-------- Data in this exercise --------
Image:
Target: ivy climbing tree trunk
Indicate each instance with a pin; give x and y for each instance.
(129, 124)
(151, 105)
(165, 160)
--------
- [Goal]: Output the material above verbatim, reproducing every line without alteration.

- [Worked answer]:
Image:
Target: ivy climbing tree trunk
Indicate each instance with a pin; give x and y for each instance.
(129, 124)
(151, 105)
(165, 160)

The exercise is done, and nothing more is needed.